WORK TO COMPLETE
Leave every picture behind and copy the rest of the entries below exactly.

MATERIALS PROVIDED
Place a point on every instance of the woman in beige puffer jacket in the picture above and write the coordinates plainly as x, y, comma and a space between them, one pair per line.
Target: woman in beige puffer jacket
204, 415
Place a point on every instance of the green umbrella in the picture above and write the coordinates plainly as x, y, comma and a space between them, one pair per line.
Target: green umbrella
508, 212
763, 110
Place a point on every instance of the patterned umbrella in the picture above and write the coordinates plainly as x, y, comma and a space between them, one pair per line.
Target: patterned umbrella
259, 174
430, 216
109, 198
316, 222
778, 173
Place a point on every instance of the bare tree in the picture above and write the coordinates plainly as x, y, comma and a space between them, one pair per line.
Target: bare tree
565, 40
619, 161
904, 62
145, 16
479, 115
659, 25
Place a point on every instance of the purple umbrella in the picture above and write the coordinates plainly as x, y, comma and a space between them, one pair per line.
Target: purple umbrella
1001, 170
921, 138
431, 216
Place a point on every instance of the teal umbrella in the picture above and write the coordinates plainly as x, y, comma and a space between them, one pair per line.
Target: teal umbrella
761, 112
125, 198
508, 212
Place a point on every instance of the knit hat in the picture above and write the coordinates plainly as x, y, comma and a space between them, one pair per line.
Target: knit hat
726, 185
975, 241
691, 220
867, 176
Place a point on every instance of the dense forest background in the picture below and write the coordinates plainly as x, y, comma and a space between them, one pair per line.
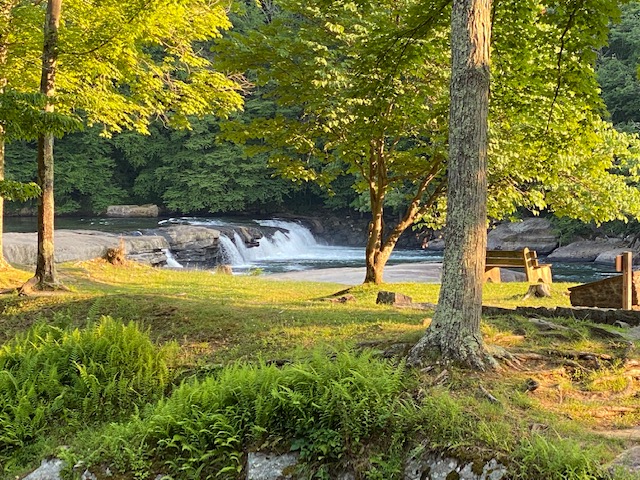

REPLY
Place a point on every instance of the woman in beige puffer jacket in the picture above and write the coordinates plainly as x, y, comma and a space between them, one pair per line.
Target: woman in beige puffer jacket
204, 415
Place a point on every instance of the green umbrella in the picture above and write the coordinates plainly as x, y, comma and a space between them, one pair per line.
Target: green umbrella
508, 212
763, 110
Place a point on every instance of the patterned umbrella in the picture above and write the coordinates plainly as x, y, comma and a space between them, one pair per line.
Target: patterned umbrella
259, 174
430, 216
109, 198
316, 222
778, 173
Place a point on every instance of the bare tree in the picture above and write the coordinates plainly as x, y, comma and a space between them, one pair per line.
Target: bare tree
565, 40
619, 161
904, 62
145, 16
479, 115
659, 25
Place a point on every instance of the purple umbrella in the picture above and write the coordinates plainly as x, y, comma and a space between them, one pair per line.
Target: purple umbrella
1001, 170
921, 138
431, 216
Place a point on every instance of the teal umbrella in the picture above and write the coordinates plainly as x, y, comma and a space between them, one pair per line.
Target: teal umbrella
761, 112
125, 198
508, 212
Place a point on every instance of the knit hat in the picture above and write the coordinates plainly as x, y, comma and a space between them, one pair per line.
Target: knit hat
726, 185
975, 241
691, 220
867, 176
Place a point on every instance of the dense forest background in the picture below and write the coordinates plainly as x, y, comma and a space between them, one pair per line.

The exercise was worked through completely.